* Written task 1
In the account of the lead-up to Carberry Hill, what monthly pay did the Confederate Lords offer the troops they levied in Edinburgh?

* Text provided
---

On June 13, the Confederate Lords beat the drum in the streets of Edinburgh to levy troops in the name of the lords and Prince James, offering to pay the fabulous rate of 20 shillings sterling a month. When Argyll finally arrived with his Highlanders, an army of three thousand men was in place.
Next day, Mary retaliated. She issued a proclamation commanding her loyal subjects to muster early the next morning at Musselburgh, the eastern gateway to the capital. To encourage her troops, she declared that within twenty-four hours she would be in Edinburgh or Leith. She then rode at the head of some 600 men to Haddington, where Bothwell joined her with 2000 more. She had a force of only 260 men when she set out, but gathered her adherents on the way. She also had the advantage of artillery, bringing three or four brass cannons from the munitions store at Dunbar.
Mary was burning with defiance. No longer was she insulated by the trappings of monarchy. Her hair was in disarray and she wore borrowed clothes. According to Drury, they were “after the attire and fashion of the women of Edinburgh.” She wore a “red petticoat with sleeves tied with points, a partlet, a velvet hat and a muffler.” The captain of Inchkeith, a Frenchman in Bothwell’s service who kept a diary of these events, said that she wore “a red skirt which scarcely reached halfway down her legs.”
Mary and Bothwell rode on to Seton, leaving their troops to rest overnight in the fields beside Prestonpans. When the lords learned of their approach, they mobilized their forces and marched through the night toward Musselburgh. Morton and Atholl were in command. Their banner, carried between two spears at the head of their column, was a picture of Darnley lying dead under a tree with a young child kneeling beside him and crying, “Judge and revenge my cause O Lord.”
By five the next morning, Mary and Bothwell were on the road. The date was Sunday, June 15, exactly a month after their wedding. Their banners bore the saltire and the lion rampant, emblems of Saint Andrew, the patron saint of Scotland, and of the crown. The rival armies came in sight of each other at Carberry Hill, an elevated ridge close to Inveresk, almost two miles southeast of Musselburgh. Mary positioned her forces a mile or so to the northwest of the village of Elphinstone, inside earthworks thrown up by Protector Somerset during the final campaign of the Rough Wooings. The lords had just crossed the old bridge at Musselburgh when they spotted Mary’s army on the higher ground. They marched a few miles up the east side of the River Esk until they reached the vicinity of Cousland, a village nearly two miles southeast of Carberry Hill, where they too established themselves.

---

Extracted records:
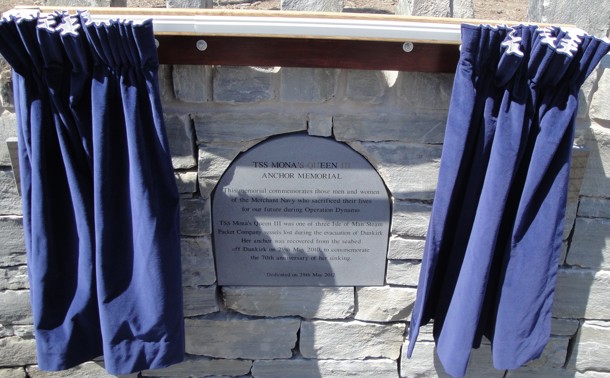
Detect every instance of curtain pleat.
[408,25,610,376]
[0,12,184,374]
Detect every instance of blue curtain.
[407,25,609,376]
[0,13,184,374]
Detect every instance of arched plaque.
[212,134,390,286]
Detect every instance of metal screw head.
[195,39,208,51]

---

* Written task 2
Count the lines of the records that contain the word "instance", and give only that number.

* Full solution 1
20 shillings sterling a month.

* Full solution 2
4